(Pointing data excerpts)
— Begin —
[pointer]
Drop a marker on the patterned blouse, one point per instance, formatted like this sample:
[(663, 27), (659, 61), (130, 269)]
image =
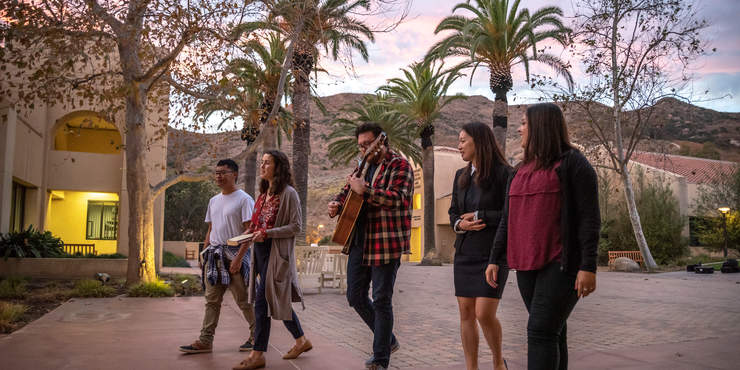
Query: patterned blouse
[(265, 213)]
— End —
Reproduce every row with "patterned blouse" swapped for "printed top", changing nothing else, and omit the pictures.

[pointer]
Drop a marker on the printed top, one point per instance, formatted like this sample:
[(663, 27), (659, 61), (130, 269)]
image =
Query: printed top
[(265, 213)]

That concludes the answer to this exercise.